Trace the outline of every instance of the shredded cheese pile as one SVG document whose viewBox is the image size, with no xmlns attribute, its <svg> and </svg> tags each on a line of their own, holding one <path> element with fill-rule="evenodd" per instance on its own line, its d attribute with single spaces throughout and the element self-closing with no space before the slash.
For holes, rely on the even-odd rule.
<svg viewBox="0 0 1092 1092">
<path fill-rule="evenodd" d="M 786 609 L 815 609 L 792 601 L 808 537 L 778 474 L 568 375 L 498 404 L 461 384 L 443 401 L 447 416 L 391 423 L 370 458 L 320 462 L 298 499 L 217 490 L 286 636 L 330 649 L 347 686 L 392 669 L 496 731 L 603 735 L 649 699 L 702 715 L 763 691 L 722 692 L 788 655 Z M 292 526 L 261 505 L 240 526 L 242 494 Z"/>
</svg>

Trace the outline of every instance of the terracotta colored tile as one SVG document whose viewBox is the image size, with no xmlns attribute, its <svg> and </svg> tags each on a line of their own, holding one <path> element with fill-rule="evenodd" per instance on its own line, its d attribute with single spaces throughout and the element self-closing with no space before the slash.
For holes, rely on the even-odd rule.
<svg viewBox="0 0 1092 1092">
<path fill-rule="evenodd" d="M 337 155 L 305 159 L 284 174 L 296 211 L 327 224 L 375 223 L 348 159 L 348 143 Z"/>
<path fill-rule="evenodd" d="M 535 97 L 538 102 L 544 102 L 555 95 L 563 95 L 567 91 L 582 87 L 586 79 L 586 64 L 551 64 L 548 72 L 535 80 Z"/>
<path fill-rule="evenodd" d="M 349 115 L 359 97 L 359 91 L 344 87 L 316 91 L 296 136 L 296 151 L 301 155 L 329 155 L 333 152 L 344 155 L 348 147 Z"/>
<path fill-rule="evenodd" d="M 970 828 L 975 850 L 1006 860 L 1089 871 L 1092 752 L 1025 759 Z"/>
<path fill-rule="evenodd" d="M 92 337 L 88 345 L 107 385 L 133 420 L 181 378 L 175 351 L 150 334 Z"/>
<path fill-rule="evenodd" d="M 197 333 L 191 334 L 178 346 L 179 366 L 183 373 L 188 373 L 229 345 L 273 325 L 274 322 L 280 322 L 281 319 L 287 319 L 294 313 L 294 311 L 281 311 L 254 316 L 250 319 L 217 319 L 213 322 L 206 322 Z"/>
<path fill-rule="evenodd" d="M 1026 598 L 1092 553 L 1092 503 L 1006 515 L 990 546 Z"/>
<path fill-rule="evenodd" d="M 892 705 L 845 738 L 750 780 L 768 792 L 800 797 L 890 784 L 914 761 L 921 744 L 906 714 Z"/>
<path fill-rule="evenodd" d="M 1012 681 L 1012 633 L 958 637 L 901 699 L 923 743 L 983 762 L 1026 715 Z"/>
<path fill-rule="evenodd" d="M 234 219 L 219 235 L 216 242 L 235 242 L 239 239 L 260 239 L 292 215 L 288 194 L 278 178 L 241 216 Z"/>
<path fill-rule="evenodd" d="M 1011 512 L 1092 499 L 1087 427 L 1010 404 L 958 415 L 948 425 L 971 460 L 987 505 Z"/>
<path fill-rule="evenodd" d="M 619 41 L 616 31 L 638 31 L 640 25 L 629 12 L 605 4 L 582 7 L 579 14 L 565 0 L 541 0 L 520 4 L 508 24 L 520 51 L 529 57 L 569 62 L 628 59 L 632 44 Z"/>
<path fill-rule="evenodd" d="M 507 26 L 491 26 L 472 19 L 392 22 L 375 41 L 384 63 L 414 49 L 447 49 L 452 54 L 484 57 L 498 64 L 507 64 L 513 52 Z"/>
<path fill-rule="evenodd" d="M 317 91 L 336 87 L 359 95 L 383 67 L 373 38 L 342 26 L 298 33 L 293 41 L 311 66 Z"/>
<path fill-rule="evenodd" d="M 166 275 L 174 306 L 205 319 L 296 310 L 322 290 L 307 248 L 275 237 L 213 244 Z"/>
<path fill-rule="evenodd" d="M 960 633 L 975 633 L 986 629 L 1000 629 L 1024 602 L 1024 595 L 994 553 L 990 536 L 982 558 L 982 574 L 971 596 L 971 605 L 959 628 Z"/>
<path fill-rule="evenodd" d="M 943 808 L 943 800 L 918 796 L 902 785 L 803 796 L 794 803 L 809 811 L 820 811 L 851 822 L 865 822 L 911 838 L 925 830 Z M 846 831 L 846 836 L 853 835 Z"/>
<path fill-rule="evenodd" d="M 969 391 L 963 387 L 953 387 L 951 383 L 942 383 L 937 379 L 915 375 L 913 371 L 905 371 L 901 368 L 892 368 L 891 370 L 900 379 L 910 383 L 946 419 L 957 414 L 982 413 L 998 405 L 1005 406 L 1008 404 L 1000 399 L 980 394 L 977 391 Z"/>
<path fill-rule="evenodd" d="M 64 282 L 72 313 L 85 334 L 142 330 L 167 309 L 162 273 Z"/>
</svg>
====================
WHAT IS BEING ASKED: Can you repeat all of the rows above, line for line and character for character, with nothing added or changed?

TASK RESPONSE:
Trace the outline of every instance of the shredded cheese pile as one SVG document whose viewBox is the image size, with no xmlns attribute, its <svg> and </svg> tags each on a line of their own, holding one <path> element with fill-rule="evenodd" per instance on its own line, its d attribute with single spaces throughout and the element self-closing with no space before the slash.
For holes, rely on the even-odd rule.
<svg viewBox="0 0 1092 1092">
<path fill-rule="evenodd" d="M 786 609 L 815 609 L 792 601 L 808 537 L 778 474 L 568 375 L 498 404 L 461 384 L 443 401 L 447 416 L 391 423 L 370 458 L 320 462 L 298 499 L 217 490 L 286 636 L 330 649 L 347 686 L 392 669 L 496 731 L 603 735 L 649 699 L 702 715 L 763 691 L 722 692 L 788 655 Z M 292 526 L 261 505 L 240 526 L 242 494 Z"/>
</svg>

Trace the outline of every instance of the terracotta colored tile as one SVG document whose viewBox is the image size, with no xmlns attribute, its <svg> and </svg> tags each on a line of their own, holding one <path> element with fill-rule="evenodd" per instance on its own line, its d attribute with single spaces throughout and the element self-closing with no space before the slash.
For holes, rely on the even-odd rule.
<svg viewBox="0 0 1092 1092">
<path fill-rule="evenodd" d="M 337 155 L 305 159 L 284 174 L 296 211 L 327 224 L 375 223 L 348 159 L 348 143 Z"/>
<path fill-rule="evenodd" d="M 535 97 L 538 102 L 544 102 L 555 95 L 563 95 L 567 91 L 582 87 L 586 79 L 586 64 L 551 64 L 548 72 L 535 80 Z"/>
<path fill-rule="evenodd" d="M 349 115 L 359 97 L 359 91 L 344 87 L 316 91 L 296 136 L 296 151 L 301 155 L 329 155 L 333 152 L 344 155 L 348 147 Z"/>
<path fill-rule="evenodd" d="M 970 828 L 975 850 L 1006 860 L 1089 871 L 1092 752 L 1025 759 Z"/>
<path fill-rule="evenodd" d="M 92 337 L 88 345 L 107 385 L 133 420 L 181 378 L 175 351 L 150 334 Z"/>
<path fill-rule="evenodd" d="M 197 333 L 191 334 L 178 346 L 179 366 L 183 373 L 188 373 L 229 345 L 273 325 L 274 322 L 280 322 L 281 319 L 287 319 L 294 313 L 294 311 L 281 311 L 254 316 L 250 319 L 217 319 L 213 322 L 206 322 Z"/>
<path fill-rule="evenodd" d="M 1026 598 L 1092 553 L 1092 503 L 1006 515 L 990 546 Z"/>
<path fill-rule="evenodd" d="M 892 705 L 845 738 L 750 780 L 768 792 L 800 797 L 890 784 L 914 761 L 921 744 L 906 714 Z"/>
<path fill-rule="evenodd" d="M 1012 681 L 1012 633 L 958 637 L 901 699 L 923 743 L 983 762 L 1026 715 Z"/>
<path fill-rule="evenodd" d="M 234 219 L 219 235 L 216 242 L 235 242 L 239 239 L 260 239 L 292 215 L 288 194 L 278 178 L 241 216 Z"/>
<path fill-rule="evenodd" d="M 1011 512 L 1092 499 L 1087 427 L 1010 404 L 958 415 L 948 425 L 971 460 L 987 505 Z"/>
<path fill-rule="evenodd" d="M 619 41 L 616 31 L 638 31 L 640 25 L 629 12 L 605 4 L 582 7 L 579 14 L 565 0 L 541 0 L 520 4 L 508 24 L 520 51 L 529 57 L 569 62 L 628 59 L 632 44 Z"/>
<path fill-rule="evenodd" d="M 507 26 L 491 26 L 472 19 L 392 22 L 375 41 L 384 63 L 414 49 L 447 49 L 452 54 L 484 57 L 498 64 L 507 64 L 513 52 Z"/>
<path fill-rule="evenodd" d="M 317 91 L 336 87 L 359 95 L 383 67 L 373 38 L 342 26 L 298 33 L 293 41 L 311 66 Z"/>
<path fill-rule="evenodd" d="M 166 275 L 174 306 L 205 319 L 296 310 L 322 290 L 307 248 L 275 237 L 213 244 Z"/>
<path fill-rule="evenodd" d="M 960 633 L 975 633 L 986 629 L 1000 629 L 1024 602 L 1024 595 L 994 553 L 990 536 L 982 558 L 982 574 L 971 596 L 971 605 L 959 628 Z"/>
<path fill-rule="evenodd" d="M 943 808 L 943 800 L 918 796 L 902 785 L 803 796 L 794 803 L 809 811 L 820 811 L 851 822 L 865 822 L 911 838 L 925 830 Z M 846 831 L 846 836 L 853 835 Z"/>
<path fill-rule="evenodd" d="M 969 391 L 963 387 L 953 387 L 951 383 L 942 383 L 937 379 L 915 375 L 913 371 L 905 371 L 901 368 L 892 368 L 891 370 L 900 379 L 910 383 L 946 419 L 957 414 L 982 413 L 998 405 L 1005 406 L 1008 404 L 1000 399 L 980 394 L 977 391 Z"/>
<path fill-rule="evenodd" d="M 64 282 L 72 313 L 85 334 L 142 330 L 167 309 L 162 273 Z"/>
</svg>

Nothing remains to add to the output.